─── Page extract
[Python-ideas] Add a datatype collections.ListView
David Mertz
mertz at gnosis.cx
Thu Apr 17 17:49:45 CEST 2014
Following Brandon Rhodes very nice PyCon 2014 talk on datatypes, I was
struck by increased guilt over a program I am developing. I spoke with him
in the hallway about a good approach to improving performance while keeping
code nice looking.
The basic idea in my program is that I have a large(ish) list of tokens
that I generate in parsing a special language, and I frequently take slices
from this list--and often enough, slices out of those slices. In some
cases, the most straightforward approach in code is a slice-to-end, e.g.:
start = find_thing(tokens)
construct_in = tokens[start:]
Obviously, this winds up doing a lot of copying (of object references, not
of actual data, but still). Often the above step is followed by something
like:
end = find_end(construct_in)
construct = construct_in[:end]
This second step isn't bad in my case since the actual construct will be
dozens of tokens, not thousands or millions, and once I find it I want to
keep it around and process it further.
I realize, of course, that I could program my 'find_end()' differently so
that it took a signature more like 'find_end(tokens, start=start)'. But
with recursion and some other things I do, this becomes inelegant.
What I'd really like is a "ListView" that acts something like NumPy's
non-copying slices. However numpy, of course, only deals with arrays and
matrices of uniform numeric types. I want a non-copying "slice" of a list
of generic Python objects. Moreover, I believe that such a type is useful
enough to be worth including in the collections module generally.
As an initial implementation, I created the below. In the module
self-tests, the performance increase is about 100x, but the particular
ad-hoc benchmark I wrote isn't necessarily well-representative of all
use-cases.
% python3 ListView.py
A bunch of slices from list: 1.29 seconds
A bunch of slices from DummyListView: 1.19 seconds
A bunch of slices from ListView: 0.01 seconds
-------------------------------------------------------------------
### ListView.py ###
import sys
from time import time
from random import randint, random
from collections import Sequence
class DummyListView(Sequence):
def __init__(self, l):
self.list = l
def __len__(self):
return len(self.list)
──────
─── Data provided
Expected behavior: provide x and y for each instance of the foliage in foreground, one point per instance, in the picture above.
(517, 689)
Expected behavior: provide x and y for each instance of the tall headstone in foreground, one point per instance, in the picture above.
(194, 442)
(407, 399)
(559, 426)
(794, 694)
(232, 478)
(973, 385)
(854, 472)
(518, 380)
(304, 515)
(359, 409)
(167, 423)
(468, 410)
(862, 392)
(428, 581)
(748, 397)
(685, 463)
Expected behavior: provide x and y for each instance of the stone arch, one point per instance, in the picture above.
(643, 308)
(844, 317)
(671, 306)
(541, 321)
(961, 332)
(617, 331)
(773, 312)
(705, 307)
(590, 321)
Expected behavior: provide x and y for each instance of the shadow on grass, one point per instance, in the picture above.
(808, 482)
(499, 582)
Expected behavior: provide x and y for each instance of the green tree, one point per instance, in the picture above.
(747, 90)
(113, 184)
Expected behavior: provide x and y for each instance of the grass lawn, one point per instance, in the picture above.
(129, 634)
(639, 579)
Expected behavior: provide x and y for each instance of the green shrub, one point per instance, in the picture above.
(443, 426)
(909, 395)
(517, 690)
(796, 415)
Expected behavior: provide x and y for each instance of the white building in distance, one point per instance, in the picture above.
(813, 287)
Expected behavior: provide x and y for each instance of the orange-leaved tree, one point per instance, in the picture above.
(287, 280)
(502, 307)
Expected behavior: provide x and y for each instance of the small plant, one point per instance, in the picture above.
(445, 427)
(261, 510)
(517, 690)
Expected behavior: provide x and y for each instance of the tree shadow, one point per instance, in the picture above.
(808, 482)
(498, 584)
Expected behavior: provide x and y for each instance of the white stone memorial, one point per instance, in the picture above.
──────
Written request 1:
Put the rows from the line with "of the small" through the end of the rows into a JSON list of strings, one string per line, with blank lines left out.
Written request 2:
Continue the mailing-list post proposing a collections.ListView datatype from the point where it stops.

Task response 1:
[
  "Expected behavior: provide x and y for each instance of the small plant, one point per instance, in the picture above.",
  "(445, 427)",
  "(261, 510)",
  "(517, 690)",
  "Expected behavior: provide x and y for each instance of the tree shadow, one point per instance, in the picture above.",
  "(808, 482)",
  "(498, 584)",
  "Expected behavior: provide x and y for each instance of the white stone memorial, one point per instance, in the picture above."
]

Task response 2:
def __getitem__(self, i):
return self.list[i]
class ListView(Sequence):
def __init__(self, seq, start=0, stop=None):
if hasattr(seq, '__getitem__'):
self.list = seq
else:
self.list = list(seq)
self.start = start
self.stop = len(self.list) if stop is None else stop
def __len__(self):
return self.stop - self.start
def __getitem__(self, i):
if isinstance(i, slice):
start = self.start if i.start is None else self.start+i.start
if i.stop is None:
stop = self.stop
else:
stop = self.start + i.stop
return ListView(self.list, start, stop)
else:
val = self.list[i+self.start]
if i < 0:
return val
elif not self.start <= i+self.start < self.stop:
raise IndexError("View of sequence [%d:%d], index %d" % (
self.start, self.stop, i))
return val
def __str__(self):
return "ListView of %d item list, slice [%d:%d]" % (
len(self.list), self.start, self.stop)
def __repr__(self):
return "ListView(%s)" % self.list[self.start:self.stop]
def to_list(self):
return list(self.list[self.start:self.stop])
class Thing(object):
def __init__(self, x):
self.x = x
def __repr__(self):
return "Thing(%f)" % self.x
if __name__ == '__main__':
NUM = 100000
things = [Thing(random()) for _ in range(NUM)]
slices = [sorted((randint(0, NUM-1), randint(0, NUM-1)))
for _ in range(100)]
offset = randint(0, 100)
for name, cls in (("list", list),
("DummyListView", DummyListView),
("ListView",ListView)):
begin = time()
s = "A bunch of slices from %s: " % name
print(s.rjust(38), end='')
sys.stdout.flush()
l = cls(things)
for i in range(8):
for start, stop in slices:
sl = l[start:stop]
size = stop-start
for i in range(3):
subslice1 = sl[:offset]
subslice2 = sl[offset:]
print("%0.2f seconds" % (time()-begin))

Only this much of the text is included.